Could you reproduce, word for word, the lines of the material below from the line containing "Each instance receives one keypoint. Mark the butterfly in" up to and including the line containing "Each instance receives one keypoint. Mark the green stem"?
= = = =
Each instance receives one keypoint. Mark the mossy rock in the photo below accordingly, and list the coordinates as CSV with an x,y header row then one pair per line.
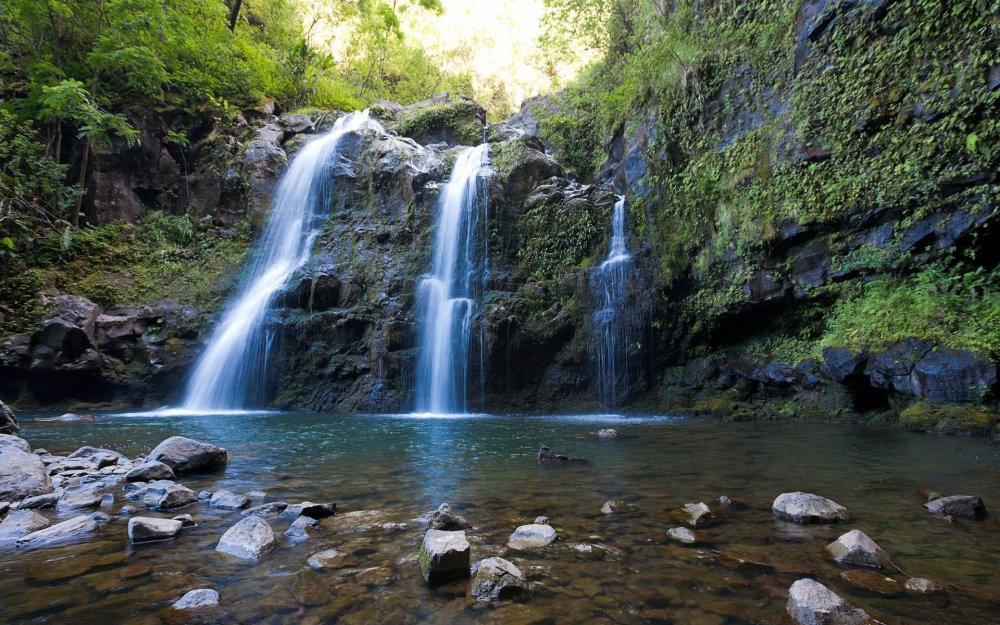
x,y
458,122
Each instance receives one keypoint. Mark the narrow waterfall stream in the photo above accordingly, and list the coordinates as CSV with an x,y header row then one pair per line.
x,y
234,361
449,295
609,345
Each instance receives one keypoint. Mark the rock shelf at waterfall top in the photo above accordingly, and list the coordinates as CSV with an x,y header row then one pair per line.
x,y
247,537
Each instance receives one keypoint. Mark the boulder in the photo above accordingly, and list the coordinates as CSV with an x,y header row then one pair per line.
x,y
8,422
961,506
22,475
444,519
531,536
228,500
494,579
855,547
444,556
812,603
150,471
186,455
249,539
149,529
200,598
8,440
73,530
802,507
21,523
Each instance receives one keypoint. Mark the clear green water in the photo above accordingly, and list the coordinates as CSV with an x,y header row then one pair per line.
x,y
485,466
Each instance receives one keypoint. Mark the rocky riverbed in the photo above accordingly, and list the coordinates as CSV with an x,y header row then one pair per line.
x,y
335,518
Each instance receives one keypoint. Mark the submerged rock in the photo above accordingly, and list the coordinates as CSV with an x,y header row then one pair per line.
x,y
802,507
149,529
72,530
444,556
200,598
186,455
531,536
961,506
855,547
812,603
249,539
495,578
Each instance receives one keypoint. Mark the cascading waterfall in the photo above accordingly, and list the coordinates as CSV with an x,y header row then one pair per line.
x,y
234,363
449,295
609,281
= = = =
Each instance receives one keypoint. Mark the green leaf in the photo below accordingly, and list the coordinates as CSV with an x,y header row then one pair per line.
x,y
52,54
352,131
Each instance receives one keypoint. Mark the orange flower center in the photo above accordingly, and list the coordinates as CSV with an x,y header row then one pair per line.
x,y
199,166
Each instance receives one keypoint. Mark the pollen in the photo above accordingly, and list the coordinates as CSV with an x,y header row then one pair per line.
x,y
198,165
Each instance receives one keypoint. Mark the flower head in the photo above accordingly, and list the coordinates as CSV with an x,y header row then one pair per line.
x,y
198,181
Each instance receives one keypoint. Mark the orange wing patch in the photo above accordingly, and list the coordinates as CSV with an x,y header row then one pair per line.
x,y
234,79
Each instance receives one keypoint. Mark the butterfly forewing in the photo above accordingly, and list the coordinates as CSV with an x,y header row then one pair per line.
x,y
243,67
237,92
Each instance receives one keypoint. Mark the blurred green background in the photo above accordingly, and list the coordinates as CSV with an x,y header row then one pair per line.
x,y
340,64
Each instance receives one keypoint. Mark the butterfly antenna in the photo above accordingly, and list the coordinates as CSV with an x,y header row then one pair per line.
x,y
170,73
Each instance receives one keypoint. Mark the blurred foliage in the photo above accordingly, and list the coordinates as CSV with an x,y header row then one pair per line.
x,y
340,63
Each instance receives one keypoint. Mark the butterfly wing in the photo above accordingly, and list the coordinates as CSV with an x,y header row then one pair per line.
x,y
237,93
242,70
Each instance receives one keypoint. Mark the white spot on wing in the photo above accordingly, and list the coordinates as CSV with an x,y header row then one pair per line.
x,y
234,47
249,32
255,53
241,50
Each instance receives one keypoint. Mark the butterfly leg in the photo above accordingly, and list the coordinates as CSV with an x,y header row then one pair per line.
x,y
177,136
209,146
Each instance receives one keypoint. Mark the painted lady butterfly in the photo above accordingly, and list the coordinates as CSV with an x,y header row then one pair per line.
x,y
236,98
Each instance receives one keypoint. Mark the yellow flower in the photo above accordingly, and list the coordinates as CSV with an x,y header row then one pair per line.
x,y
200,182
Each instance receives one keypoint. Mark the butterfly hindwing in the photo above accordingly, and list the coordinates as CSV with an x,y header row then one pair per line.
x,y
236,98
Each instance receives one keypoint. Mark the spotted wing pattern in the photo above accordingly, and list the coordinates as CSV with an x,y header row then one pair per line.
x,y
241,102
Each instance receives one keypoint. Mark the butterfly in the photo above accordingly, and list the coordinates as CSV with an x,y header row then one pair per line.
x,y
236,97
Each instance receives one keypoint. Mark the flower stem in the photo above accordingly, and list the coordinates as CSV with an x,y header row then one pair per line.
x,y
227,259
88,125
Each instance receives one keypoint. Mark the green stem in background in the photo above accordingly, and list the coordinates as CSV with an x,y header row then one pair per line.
= = = =
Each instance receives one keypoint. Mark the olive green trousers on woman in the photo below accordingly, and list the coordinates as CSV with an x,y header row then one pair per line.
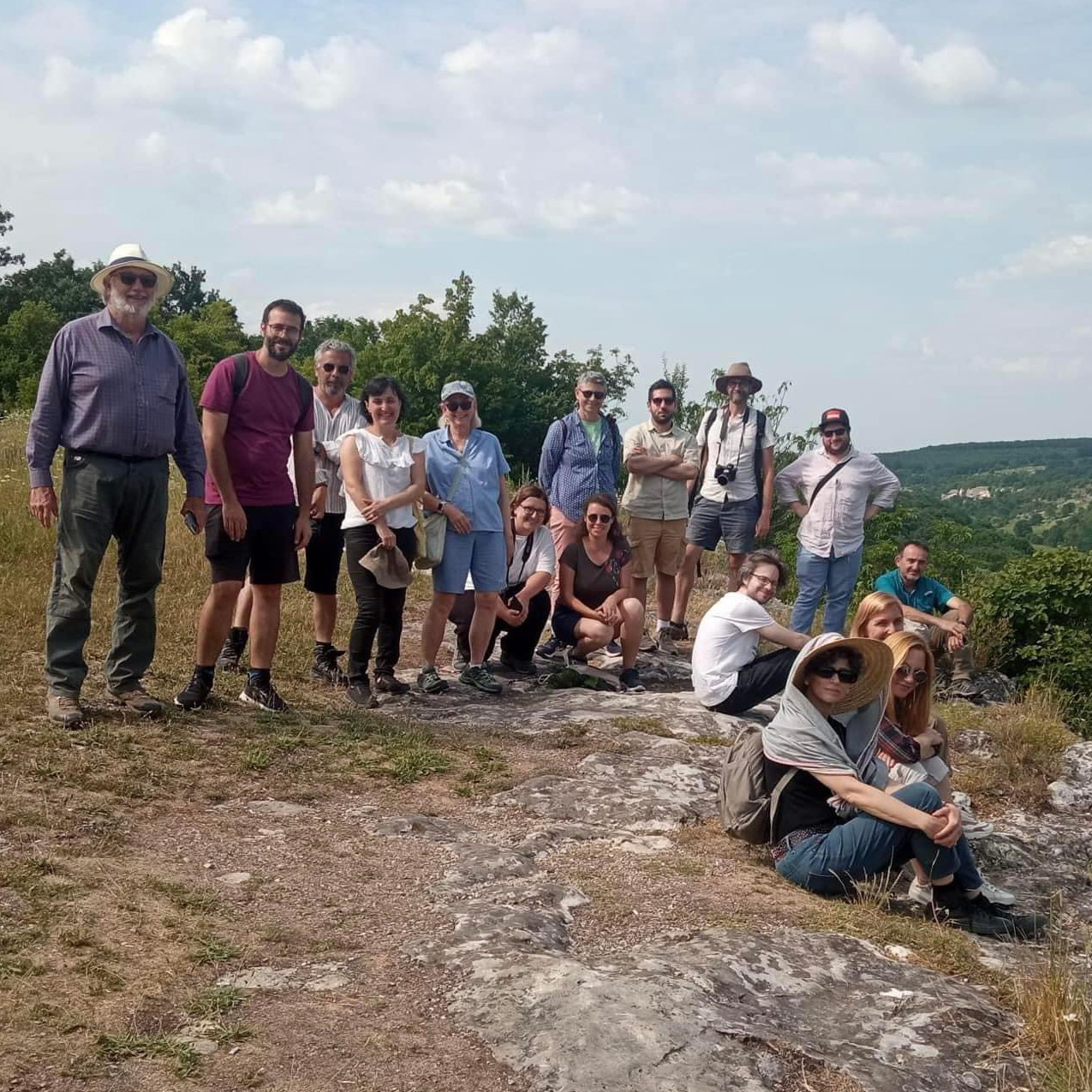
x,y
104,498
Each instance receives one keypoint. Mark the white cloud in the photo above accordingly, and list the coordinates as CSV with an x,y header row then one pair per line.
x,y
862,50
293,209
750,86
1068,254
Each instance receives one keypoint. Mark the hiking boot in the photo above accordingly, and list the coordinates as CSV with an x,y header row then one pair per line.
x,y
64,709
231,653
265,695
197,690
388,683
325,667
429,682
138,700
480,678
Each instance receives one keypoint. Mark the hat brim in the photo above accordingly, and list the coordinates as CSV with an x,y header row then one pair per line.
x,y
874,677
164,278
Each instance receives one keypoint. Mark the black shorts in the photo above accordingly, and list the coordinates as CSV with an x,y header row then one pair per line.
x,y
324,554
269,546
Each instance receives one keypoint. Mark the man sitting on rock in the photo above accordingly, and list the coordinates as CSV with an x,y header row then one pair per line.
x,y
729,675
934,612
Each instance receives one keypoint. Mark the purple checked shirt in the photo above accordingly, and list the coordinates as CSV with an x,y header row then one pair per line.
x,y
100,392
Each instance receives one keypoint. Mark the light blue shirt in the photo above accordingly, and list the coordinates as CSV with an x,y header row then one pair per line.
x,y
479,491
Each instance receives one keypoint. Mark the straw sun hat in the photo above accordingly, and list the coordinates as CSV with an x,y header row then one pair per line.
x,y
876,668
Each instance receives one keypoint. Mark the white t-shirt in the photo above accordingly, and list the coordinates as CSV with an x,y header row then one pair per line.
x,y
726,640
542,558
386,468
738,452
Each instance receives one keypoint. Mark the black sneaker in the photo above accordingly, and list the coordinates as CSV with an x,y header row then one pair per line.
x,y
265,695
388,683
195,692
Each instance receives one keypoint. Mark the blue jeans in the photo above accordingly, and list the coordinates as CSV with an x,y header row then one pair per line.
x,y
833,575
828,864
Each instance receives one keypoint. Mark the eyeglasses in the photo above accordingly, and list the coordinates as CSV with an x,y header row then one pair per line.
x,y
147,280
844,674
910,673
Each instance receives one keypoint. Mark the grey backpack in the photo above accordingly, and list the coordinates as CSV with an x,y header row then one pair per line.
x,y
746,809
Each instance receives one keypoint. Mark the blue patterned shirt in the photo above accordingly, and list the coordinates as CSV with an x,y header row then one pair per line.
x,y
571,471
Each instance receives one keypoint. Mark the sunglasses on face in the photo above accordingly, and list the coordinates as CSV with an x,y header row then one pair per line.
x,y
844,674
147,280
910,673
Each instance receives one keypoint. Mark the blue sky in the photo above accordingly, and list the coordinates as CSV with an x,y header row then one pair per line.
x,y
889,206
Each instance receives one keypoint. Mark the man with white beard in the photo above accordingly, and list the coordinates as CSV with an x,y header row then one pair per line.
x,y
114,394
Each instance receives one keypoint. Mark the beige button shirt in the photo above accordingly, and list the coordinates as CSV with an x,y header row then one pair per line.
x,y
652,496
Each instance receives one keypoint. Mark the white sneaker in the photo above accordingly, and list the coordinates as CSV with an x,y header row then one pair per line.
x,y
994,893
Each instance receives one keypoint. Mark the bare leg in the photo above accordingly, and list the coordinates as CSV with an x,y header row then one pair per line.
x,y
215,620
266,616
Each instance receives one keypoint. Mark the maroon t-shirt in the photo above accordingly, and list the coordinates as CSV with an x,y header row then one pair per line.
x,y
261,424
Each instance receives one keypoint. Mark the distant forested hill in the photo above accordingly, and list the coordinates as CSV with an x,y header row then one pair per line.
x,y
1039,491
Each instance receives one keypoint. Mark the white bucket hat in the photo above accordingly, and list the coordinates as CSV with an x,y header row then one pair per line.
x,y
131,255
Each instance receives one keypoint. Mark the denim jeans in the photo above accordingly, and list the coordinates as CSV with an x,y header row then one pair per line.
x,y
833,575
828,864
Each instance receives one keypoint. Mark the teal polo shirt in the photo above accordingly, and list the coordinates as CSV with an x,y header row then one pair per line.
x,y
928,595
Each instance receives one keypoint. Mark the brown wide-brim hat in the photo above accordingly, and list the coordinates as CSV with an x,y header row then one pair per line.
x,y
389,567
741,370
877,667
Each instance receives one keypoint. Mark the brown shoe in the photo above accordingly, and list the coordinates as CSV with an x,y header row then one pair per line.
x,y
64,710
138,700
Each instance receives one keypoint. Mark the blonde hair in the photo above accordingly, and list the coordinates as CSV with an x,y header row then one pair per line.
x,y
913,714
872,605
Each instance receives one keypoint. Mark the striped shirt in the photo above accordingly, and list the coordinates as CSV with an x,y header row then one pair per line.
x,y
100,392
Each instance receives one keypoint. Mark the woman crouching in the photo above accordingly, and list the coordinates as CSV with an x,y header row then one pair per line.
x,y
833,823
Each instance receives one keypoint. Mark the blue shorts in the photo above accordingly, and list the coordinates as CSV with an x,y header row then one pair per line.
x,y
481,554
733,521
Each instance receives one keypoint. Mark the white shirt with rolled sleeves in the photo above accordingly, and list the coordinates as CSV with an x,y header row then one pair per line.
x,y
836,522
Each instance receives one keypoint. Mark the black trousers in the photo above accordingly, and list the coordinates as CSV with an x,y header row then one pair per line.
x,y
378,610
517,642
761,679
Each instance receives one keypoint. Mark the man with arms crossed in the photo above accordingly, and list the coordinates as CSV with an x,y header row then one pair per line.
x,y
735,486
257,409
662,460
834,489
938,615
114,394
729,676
= = = =
§ Correct answer
Each instance receives one keypoint. Mark the butterfly in the photo above accordingly, and list the coordinates as CSV with an x,y header row then one pair per line.
x,y
236,97
Each instance receives one keypoint. Mark the flower stem in the photo above accordingly, and list the coordinates as CSV with an x,y header row then one pair per line.
x,y
227,259
88,125
Each instance receives one keypoint. Mark the green stem in background in the photo above accordingly, and list the coordinates as CSV with an x,y header row then one pair per line.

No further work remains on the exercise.